* _PROBLEM TO WORK ON_: Transcribe the records in full, keeping every character as it is.

^^^^^^^^

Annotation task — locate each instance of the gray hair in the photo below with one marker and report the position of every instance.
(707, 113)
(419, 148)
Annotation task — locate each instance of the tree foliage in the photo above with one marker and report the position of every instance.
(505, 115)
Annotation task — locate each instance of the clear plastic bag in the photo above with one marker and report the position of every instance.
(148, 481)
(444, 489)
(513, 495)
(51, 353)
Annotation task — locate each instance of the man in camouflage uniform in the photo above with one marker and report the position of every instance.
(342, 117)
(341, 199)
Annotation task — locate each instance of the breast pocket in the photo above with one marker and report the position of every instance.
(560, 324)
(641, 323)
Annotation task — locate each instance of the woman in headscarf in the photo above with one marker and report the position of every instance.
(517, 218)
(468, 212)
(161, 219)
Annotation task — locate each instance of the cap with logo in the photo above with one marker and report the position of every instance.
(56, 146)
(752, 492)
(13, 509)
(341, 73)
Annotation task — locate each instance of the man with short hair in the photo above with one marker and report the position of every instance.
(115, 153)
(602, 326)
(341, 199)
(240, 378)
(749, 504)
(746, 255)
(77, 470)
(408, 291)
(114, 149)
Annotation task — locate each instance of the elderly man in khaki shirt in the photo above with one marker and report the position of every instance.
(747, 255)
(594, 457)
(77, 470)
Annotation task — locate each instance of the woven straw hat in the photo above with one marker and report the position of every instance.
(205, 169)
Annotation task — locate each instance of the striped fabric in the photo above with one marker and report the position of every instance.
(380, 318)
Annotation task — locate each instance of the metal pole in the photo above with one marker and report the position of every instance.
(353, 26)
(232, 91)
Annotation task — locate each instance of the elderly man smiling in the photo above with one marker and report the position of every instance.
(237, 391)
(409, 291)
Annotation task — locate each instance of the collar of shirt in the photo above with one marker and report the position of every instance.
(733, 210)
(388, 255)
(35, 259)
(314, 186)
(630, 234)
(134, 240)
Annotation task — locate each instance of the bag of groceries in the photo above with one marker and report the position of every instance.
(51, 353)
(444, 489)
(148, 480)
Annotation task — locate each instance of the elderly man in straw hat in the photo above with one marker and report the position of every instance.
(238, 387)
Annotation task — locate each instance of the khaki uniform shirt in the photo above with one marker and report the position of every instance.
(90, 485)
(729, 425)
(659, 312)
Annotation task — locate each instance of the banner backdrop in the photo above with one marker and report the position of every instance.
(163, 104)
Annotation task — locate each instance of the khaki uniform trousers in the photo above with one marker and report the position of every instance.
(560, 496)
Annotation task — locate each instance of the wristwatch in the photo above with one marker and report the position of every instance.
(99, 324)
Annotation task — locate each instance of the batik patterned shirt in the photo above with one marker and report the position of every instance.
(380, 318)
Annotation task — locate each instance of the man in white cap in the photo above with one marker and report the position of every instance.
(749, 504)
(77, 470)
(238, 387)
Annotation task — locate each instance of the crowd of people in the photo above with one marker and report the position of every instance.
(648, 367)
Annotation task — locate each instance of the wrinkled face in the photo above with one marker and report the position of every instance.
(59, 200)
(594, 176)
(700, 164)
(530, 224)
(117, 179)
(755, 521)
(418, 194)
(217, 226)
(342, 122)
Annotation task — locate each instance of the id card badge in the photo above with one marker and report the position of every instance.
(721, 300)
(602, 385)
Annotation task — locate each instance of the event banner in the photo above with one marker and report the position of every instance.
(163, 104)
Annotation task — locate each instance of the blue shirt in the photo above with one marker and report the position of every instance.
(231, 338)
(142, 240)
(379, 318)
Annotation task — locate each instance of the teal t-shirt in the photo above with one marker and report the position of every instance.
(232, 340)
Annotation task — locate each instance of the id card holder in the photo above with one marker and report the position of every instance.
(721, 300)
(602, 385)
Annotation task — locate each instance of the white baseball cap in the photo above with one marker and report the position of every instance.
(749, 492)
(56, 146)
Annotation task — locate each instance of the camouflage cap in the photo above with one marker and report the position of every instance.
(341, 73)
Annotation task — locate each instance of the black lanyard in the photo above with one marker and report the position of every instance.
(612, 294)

^^^^^^^^

* _SOLUTION TO THIS PROBLEM_:
Annotation task — locate each instance of the gray hair in the photo below with one marker and report the position of every instance.
(707, 113)
(419, 148)
Annotation task — locate each instance of the tree foliage in the photo above with one marker and report the position of every instance.
(505, 115)
Annotation task — locate each instance of the clear plastic bag in the photo above with one marker and report the position of every instance.
(148, 481)
(444, 489)
(513, 495)
(51, 353)
Annotation task — locate each instance of the man in camouflage uniform in the photo above with one marker and report the position of every instance.
(342, 117)
(341, 199)
Annotation task — locate each instance of the breast pocket in the photo above with one marker and report the position of every instance.
(560, 324)
(641, 323)
Annotation task — locate each instance of the woman in headscarf in the photo above with one marker and report the position of every instance.
(517, 218)
(468, 212)
(161, 219)
Annotation task — locate each instance of the cap with logo in the photo above with one marker and report the position of every instance.
(56, 146)
(752, 492)
(13, 509)
(341, 73)
Annotation task — locate each instance of the man with short hair in the photo above with one marker and report the position of every instance.
(115, 153)
(602, 326)
(341, 199)
(240, 378)
(749, 504)
(746, 255)
(77, 470)
(408, 291)
(114, 149)
Annotation task — locate each instance of the elderly man in khaki shirt in the photo above with one marker and report the position of every instance.
(747, 255)
(594, 457)
(77, 470)
Annotation task — locate each instance of the woven straw hat in the photo above with one marker and report the position of every instance.
(205, 169)
Annotation task — locate each instance of the striped fabric in the photo above with one marker and report the position of every instance.
(380, 318)
Annotation task — locate each instance of the metal pole in the photo above with one marker and report the position of every instance.
(353, 26)
(232, 91)
Annotation task — locate each instance of the elderly man smiling in the photo above with one marker and report the position of every instance.
(237, 391)
(409, 291)
Annotation task — locate each instance of the collar of shirt in the photo above with one marker and report the position of every instance.
(733, 210)
(388, 255)
(35, 259)
(314, 186)
(630, 234)
(134, 240)
Annotation task — locate each instance of the bag of groceries in the photo above with one marker and report the position of every instance.
(51, 353)
(444, 489)
(148, 480)
Annotation task — locate each instance of the elderly man in straw hat in the photo above with one marker and report the position of every instance.
(238, 387)
Annotation task — locate each instance of the khaki uniform shirt in the photo above with one marker and report the position of every instance.
(90, 485)
(729, 425)
(659, 312)
Annotation task — locate each instance of the banner backdrop in the photo above with one marker and report the position of every instance.
(163, 104)
Annotation task — locate each instance of the khaki uniform trousers in the photo above with one marker and report the position of every instance.
(560, 496)
Annotation task — locate each instance of the wristwatch in the photo above with one marker and report the position of every instance.
(99, 324)
Annotation task — locate each instance of the batik patterned shirt in the photo above with one marker and report the position of every instance.
(380, 318)
Annotation task — locate each instance of the man in white cap in the photo above with one marker and report the position of every instance.
(749, 504)
(77, 470)
(238, 387)
Annotation task — locate each instance of the crowd of people in the photo above with one marker and report the position of every instance.
(648, 367)
Annotation task — locate each instance of the wrinkled face in the photo above with one marker and report the position of every instance.
(59, 200)
(594, 176)
(700, 164)
(530, 224)
(117, 179)
(755, 521)
(418, 194)
(217, 226)
(342, 122)
Annotation task — locate each instance of the id card badge in the photo above with one marker and report the position of every instance.
(721, 300)
(602, 385)
Annotation task — locate each instance of the event banner in the photo above with one marker and report the position of every instance.
(163, 104)
Annotation task — locate each instance of the blue shirt in the photo above with one marker and report the position of every instance.
(231, 338)
(142, 240)
(379, 318)
Annotation task — locate each instance of the teal t-shirt in the photo above with one marker and report the position of every instance.
(232, 340)
Annotation task — locate each instance of the id card holder in the photo above with one marker and report the position of every instance.
(721, 300)
(602, 385)
Annotation task — locate each instance of the white baseball cap in the photo above with one marker and report the position of every instance.
(749, 492)
(56, 146)
Annotation task — locate each instance of the camouflage cap in the photo above with one marker and report the position of every instance.
(341, 73)
Annotation task — locate each instance of the black lanyard in the photo above with one marker and report the position of every instance.
(612, 294)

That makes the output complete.